• **What is expected**
Copy out the stretch from the start of the entries through the line containing "M 48 2 L 62", changing "cloud bank" to "bank of clouds" and leaving everything else as it is. Give back only that stretch.

*** Data rows

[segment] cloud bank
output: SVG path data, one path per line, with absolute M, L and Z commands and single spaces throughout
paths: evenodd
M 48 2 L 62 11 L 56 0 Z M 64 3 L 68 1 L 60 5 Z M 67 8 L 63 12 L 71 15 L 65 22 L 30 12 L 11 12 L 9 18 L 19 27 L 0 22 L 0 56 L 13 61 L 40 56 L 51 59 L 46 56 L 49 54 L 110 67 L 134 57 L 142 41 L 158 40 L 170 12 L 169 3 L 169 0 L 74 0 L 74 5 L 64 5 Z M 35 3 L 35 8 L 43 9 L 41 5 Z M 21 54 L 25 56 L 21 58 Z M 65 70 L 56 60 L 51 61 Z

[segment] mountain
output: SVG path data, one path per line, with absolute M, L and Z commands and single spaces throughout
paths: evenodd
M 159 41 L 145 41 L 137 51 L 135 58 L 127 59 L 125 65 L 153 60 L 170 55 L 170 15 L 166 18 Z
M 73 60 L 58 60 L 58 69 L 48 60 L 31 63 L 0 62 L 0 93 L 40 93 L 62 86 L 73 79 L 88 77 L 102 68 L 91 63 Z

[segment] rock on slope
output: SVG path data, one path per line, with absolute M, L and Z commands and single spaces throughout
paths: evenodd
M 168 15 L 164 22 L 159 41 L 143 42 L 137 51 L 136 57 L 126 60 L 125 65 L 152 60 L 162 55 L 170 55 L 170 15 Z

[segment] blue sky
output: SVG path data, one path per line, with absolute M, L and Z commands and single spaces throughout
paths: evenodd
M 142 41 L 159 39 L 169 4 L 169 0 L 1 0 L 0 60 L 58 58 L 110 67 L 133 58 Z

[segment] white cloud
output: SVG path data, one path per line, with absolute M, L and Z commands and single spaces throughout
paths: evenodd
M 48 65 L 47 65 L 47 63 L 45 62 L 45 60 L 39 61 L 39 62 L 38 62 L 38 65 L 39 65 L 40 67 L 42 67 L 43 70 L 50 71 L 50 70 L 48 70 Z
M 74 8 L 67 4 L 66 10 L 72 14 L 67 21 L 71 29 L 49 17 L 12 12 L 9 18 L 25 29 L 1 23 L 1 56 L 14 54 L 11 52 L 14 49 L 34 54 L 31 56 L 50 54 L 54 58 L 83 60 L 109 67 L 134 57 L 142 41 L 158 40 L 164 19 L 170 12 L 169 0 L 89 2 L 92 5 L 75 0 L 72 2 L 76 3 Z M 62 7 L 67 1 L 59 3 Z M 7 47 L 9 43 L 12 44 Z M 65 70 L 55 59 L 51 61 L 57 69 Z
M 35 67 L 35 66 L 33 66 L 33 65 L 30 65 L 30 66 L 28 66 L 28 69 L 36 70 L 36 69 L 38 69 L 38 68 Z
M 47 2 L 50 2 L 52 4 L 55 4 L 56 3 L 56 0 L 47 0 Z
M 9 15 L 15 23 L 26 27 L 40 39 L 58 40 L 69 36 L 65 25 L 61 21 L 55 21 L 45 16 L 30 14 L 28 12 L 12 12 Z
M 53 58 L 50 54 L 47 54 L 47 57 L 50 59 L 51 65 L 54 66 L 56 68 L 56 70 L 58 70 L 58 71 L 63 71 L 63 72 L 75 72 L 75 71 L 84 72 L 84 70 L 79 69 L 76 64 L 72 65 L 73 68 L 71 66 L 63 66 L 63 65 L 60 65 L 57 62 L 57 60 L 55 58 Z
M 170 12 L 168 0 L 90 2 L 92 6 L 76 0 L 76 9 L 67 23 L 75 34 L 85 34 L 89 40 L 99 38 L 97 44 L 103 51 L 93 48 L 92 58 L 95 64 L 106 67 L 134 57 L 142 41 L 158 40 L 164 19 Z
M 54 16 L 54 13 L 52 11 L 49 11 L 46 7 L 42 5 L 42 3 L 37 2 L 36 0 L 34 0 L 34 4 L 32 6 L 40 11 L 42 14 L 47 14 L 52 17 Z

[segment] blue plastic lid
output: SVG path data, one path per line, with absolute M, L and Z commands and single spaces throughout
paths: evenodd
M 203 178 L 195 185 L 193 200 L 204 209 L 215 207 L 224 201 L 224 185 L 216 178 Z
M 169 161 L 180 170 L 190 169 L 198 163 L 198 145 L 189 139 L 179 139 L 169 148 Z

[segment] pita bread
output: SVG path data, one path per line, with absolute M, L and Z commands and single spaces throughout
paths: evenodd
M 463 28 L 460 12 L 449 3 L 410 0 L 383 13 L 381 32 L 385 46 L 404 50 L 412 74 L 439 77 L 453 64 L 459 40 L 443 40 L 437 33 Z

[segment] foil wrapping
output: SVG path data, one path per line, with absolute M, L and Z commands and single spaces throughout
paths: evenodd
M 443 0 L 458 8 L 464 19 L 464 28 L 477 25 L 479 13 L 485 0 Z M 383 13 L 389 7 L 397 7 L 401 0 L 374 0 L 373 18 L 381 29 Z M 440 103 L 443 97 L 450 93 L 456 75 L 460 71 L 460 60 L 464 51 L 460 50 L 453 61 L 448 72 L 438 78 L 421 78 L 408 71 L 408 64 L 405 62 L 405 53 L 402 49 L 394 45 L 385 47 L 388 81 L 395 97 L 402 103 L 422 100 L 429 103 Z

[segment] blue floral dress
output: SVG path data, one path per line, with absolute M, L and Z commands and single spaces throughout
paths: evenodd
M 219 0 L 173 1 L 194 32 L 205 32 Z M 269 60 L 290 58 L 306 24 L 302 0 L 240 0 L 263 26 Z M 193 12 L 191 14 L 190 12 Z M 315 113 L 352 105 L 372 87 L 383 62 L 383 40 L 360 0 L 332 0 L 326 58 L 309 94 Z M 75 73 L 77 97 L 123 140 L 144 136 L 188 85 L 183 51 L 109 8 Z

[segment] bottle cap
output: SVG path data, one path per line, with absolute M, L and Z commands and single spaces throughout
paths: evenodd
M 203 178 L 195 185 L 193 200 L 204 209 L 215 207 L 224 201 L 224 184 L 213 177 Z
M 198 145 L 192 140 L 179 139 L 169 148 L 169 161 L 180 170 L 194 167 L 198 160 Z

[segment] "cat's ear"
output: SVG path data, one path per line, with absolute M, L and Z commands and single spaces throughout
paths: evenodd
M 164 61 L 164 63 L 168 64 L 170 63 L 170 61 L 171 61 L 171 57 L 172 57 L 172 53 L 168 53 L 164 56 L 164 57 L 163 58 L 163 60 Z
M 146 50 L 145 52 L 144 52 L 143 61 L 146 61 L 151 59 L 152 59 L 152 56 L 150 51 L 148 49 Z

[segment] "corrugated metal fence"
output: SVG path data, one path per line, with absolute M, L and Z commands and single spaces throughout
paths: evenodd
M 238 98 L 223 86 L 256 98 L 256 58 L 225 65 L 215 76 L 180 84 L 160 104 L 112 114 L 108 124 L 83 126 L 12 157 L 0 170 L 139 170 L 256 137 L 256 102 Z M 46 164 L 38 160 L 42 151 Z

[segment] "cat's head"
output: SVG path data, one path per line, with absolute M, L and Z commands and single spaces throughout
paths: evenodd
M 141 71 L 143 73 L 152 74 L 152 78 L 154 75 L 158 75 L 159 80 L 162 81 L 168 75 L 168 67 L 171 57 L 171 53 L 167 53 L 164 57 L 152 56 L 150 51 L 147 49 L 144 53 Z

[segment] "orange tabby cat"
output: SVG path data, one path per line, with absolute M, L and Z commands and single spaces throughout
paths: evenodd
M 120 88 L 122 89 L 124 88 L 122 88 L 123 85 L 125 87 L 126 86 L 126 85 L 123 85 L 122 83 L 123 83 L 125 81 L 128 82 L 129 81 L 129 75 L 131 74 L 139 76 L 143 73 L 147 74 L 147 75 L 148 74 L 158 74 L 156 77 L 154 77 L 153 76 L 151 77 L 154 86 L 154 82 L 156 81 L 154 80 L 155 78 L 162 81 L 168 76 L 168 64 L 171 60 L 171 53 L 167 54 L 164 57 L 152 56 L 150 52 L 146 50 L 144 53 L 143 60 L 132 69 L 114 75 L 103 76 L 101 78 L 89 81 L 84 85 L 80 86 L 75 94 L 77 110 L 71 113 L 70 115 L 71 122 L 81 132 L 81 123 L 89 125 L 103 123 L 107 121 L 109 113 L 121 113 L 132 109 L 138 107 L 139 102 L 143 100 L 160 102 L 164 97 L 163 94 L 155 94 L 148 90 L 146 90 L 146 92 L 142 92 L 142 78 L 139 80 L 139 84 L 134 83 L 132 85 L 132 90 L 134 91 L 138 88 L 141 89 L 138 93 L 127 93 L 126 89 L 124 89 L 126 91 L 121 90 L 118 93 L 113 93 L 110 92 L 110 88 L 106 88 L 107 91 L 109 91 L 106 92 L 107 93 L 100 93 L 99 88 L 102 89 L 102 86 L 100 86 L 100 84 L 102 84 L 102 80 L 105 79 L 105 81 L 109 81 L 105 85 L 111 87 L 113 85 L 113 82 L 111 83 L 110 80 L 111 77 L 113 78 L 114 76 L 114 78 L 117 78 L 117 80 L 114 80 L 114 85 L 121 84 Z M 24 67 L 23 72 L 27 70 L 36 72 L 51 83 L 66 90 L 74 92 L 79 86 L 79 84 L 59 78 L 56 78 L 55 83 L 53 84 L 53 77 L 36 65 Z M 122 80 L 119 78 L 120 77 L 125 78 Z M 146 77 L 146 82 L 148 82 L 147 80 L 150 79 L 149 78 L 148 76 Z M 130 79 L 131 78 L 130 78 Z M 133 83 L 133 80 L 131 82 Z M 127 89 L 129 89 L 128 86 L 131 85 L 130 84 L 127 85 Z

******

• **Task answer**
[segment] bank of clouds
output: SVG path data, one path per line, with absolute M, L and Z commands and single spaces throughout
paths: evenodd
M 48 2 L 62 11 L 56 0 Z M 64 3 L 68 1 L 60 5 Z M 67 8 L 63 12 L 71 15 L 65 22 L 30 12 L 11 12 L 9 18 L 19 27 L 0 22 L 0 56 L 13 61 L 40 56 L 51 59 L 46 56 L 49 54 L 110 67 L 134 57 L 142 41 L 158 40 L 170 12 L 169 3 L 169 0 L 74 0 L 74 5 L 64 5 Z M 35 3 L 35 8 L 43 9 L 41 5 Z M 21 54 L 25 56 L 21 58 Z M 65 70 L 56 60 L 51 61 Z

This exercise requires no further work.